Exercise objective: Everything from the line containing "Tag one point on every instance of the fish head" to the last line of the records must be returned verbatim; nothing else belongs in the output.

Data for processing:
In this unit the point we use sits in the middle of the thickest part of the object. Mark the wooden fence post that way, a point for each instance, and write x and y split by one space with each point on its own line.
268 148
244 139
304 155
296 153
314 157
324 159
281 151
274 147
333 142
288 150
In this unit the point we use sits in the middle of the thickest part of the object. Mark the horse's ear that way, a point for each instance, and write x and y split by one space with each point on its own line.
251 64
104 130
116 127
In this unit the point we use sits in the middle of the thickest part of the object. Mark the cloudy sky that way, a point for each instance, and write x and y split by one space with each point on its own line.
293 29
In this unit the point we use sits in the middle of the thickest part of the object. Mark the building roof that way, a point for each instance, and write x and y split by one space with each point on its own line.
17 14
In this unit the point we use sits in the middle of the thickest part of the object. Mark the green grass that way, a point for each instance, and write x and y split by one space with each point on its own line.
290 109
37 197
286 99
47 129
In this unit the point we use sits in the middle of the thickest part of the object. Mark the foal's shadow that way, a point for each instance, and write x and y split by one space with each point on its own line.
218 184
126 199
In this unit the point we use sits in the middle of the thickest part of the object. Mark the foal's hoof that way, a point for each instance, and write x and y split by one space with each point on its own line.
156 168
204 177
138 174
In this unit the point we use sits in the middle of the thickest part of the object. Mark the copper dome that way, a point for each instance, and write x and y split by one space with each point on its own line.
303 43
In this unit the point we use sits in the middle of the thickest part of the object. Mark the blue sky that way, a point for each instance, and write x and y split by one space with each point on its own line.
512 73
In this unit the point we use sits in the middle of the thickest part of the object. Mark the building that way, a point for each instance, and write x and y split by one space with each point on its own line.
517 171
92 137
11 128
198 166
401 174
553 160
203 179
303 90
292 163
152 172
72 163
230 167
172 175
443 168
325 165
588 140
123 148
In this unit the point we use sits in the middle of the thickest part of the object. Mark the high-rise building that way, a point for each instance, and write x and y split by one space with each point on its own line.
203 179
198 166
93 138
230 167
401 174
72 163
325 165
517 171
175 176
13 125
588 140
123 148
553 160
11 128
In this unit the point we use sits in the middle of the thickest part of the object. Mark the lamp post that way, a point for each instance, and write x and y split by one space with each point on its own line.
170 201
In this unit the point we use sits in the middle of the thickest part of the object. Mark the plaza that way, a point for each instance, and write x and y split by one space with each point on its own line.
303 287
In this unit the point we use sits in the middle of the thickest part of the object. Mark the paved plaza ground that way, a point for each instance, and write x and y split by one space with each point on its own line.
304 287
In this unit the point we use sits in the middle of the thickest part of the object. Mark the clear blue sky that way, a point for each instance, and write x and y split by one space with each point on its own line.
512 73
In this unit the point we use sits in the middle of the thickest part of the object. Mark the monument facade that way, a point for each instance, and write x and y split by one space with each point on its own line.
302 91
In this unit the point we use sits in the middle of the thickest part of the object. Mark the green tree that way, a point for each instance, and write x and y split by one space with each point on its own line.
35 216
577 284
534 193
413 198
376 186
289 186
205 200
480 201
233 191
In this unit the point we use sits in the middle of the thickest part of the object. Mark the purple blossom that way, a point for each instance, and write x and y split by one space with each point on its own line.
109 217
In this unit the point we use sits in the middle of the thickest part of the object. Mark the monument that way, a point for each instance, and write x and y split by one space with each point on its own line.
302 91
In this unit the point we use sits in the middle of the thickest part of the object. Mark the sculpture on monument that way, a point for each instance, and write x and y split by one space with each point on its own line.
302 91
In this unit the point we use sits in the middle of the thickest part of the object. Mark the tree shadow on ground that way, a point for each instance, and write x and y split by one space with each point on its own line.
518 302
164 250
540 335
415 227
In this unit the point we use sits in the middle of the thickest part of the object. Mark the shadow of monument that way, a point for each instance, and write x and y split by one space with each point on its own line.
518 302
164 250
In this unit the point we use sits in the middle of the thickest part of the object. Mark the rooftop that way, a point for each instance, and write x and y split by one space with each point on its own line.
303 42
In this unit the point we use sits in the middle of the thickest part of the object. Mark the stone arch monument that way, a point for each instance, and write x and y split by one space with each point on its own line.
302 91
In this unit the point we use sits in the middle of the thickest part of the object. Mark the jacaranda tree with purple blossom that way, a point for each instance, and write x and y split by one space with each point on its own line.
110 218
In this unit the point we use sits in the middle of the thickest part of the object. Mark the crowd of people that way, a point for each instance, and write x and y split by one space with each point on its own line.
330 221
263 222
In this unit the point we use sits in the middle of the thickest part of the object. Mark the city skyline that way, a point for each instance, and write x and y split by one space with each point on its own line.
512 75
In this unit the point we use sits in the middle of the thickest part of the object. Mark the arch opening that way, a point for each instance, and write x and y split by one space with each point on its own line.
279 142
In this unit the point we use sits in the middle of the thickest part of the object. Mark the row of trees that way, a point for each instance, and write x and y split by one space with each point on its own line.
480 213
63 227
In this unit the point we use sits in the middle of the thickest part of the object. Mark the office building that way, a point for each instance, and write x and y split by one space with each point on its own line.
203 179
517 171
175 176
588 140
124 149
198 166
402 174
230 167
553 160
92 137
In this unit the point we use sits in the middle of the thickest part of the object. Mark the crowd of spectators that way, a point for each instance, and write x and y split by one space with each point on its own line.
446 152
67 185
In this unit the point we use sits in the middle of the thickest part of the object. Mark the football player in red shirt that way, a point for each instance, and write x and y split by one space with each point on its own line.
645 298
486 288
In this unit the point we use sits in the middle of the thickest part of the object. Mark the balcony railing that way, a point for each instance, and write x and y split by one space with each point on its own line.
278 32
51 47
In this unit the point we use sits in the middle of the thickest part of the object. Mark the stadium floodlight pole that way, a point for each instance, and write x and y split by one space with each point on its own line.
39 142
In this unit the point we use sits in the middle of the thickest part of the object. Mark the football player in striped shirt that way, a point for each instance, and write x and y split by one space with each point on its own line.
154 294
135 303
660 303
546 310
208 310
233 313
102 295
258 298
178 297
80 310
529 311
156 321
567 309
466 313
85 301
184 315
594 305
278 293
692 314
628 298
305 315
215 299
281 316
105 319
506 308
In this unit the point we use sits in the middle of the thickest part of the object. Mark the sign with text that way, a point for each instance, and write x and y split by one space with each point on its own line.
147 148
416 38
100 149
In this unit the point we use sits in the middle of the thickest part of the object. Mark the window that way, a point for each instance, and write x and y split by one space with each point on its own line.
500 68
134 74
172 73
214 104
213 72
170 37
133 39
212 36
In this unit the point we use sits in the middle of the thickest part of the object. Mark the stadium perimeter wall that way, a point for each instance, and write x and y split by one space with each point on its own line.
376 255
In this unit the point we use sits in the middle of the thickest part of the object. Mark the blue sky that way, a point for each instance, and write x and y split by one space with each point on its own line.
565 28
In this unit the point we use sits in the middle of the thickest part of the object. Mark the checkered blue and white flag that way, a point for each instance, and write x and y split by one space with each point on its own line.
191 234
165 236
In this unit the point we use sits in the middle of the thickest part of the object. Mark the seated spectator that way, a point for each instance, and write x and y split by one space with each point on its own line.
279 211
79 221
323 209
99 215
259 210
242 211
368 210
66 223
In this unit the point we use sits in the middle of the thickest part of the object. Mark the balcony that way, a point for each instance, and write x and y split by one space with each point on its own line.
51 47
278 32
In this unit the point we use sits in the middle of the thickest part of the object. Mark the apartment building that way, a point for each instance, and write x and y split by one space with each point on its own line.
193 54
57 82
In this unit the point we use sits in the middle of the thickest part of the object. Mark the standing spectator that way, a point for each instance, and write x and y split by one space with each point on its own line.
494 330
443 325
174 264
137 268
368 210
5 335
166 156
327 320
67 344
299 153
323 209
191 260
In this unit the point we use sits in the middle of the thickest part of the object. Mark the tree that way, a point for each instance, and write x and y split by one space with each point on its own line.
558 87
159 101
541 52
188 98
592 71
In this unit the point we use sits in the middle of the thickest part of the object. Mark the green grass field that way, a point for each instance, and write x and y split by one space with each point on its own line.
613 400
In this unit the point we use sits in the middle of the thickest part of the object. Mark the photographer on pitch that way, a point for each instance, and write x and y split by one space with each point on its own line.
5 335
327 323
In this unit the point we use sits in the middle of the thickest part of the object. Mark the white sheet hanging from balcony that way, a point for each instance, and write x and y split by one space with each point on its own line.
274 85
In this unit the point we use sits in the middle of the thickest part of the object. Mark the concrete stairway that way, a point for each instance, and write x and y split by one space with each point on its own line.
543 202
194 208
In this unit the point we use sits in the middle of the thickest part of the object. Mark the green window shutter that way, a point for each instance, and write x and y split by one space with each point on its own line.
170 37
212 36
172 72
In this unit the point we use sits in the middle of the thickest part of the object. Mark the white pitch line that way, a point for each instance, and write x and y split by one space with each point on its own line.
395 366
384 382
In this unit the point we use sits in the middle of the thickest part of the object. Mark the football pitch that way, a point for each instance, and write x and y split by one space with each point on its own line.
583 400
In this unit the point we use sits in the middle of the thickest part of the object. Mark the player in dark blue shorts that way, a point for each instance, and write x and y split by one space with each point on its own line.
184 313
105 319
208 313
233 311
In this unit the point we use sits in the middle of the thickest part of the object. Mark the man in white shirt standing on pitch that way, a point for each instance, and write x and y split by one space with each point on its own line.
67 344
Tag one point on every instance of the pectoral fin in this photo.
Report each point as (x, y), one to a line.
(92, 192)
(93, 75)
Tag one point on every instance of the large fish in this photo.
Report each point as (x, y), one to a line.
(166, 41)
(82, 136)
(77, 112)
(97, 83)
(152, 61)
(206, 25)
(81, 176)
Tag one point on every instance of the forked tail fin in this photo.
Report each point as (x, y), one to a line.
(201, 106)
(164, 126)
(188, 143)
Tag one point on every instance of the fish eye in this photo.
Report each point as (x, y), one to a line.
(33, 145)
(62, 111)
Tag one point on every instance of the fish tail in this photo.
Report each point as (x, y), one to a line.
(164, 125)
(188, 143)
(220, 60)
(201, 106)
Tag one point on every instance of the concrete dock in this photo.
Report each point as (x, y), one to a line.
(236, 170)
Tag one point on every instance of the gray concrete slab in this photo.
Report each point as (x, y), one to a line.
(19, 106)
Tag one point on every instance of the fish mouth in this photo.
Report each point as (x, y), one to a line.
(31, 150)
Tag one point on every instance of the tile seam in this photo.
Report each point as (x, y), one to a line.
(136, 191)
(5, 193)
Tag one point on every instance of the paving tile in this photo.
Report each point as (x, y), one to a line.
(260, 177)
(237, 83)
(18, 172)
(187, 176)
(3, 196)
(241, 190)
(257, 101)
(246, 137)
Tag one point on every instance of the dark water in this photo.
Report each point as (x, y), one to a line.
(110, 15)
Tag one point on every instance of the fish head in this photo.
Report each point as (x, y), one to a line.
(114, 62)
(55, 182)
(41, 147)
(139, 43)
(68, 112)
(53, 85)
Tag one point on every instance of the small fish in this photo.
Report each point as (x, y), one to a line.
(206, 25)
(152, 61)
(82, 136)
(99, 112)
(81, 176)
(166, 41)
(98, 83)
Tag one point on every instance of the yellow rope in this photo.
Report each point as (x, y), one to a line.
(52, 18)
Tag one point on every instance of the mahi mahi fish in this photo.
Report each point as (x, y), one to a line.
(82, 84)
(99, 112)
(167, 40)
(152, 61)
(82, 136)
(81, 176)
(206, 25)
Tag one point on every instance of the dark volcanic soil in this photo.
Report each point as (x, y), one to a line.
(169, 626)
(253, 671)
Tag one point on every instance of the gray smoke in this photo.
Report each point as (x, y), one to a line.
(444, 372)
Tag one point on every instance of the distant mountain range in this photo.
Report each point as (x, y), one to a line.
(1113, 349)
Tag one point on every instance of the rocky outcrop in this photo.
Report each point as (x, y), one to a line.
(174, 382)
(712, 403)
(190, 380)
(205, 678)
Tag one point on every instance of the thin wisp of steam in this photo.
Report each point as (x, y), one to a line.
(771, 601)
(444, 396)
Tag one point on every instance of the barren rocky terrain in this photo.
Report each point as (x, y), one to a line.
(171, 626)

Correct output:
Tag one point on every instance of the fish head in this photo.
Report each point as (x, y), one to a line.
(114, 62)
(55, 182)
(41, 147)
(139, 43)
(68, 112)
(53, 85)
Tag one point on every instance of the small fish in this photo.
Report each point as (x, y), one to a line.
(206, 25)
(152, 61)
(82, 136)
(99, 112)
(81, 176)
(166, 41)
(98, 83)
Tag one point on every instance of the yellow rope in this photo.
Report each point as (x, y), one to a line.
(52, 18)
Tag one point on every instance of the mahi mahi fish in this photo.
Report each point as (x, y), one to a line.
(82, 84)
(99, 112)
(167, 40)
(152, 61)
(82, 136)
(81, 176)
(206, 25)
Tag one point on every instance of the dark volcanic soil in this photo.
Report each point as (x, y), one to a line.
(169, 626)
(253, 671)
Tag one point on every instance of the gray smoke in this photo.
Report each point as (x, y), one to a line.
(444, 372)
Tag one point on every instance of the distant mountain range in this photo.
Report each point as (x, y), one to a line.
(1113, 349)
Tag one point on every instance of the rocky outcrop in this photo.
Report each point as (x, y), one to a line.
(174, 382)
(712, 403)
(190, 380)
(205, 678)
Tag one point on every instance of the thin wisp of steam in this photo.
Report each point as (x, y), one to a line.
(771, 601)
(444, 396)
Tag one point on every instance of the barren rocky terrain in this photo.
Report each point as (x, y), one to a line.
(171, 626)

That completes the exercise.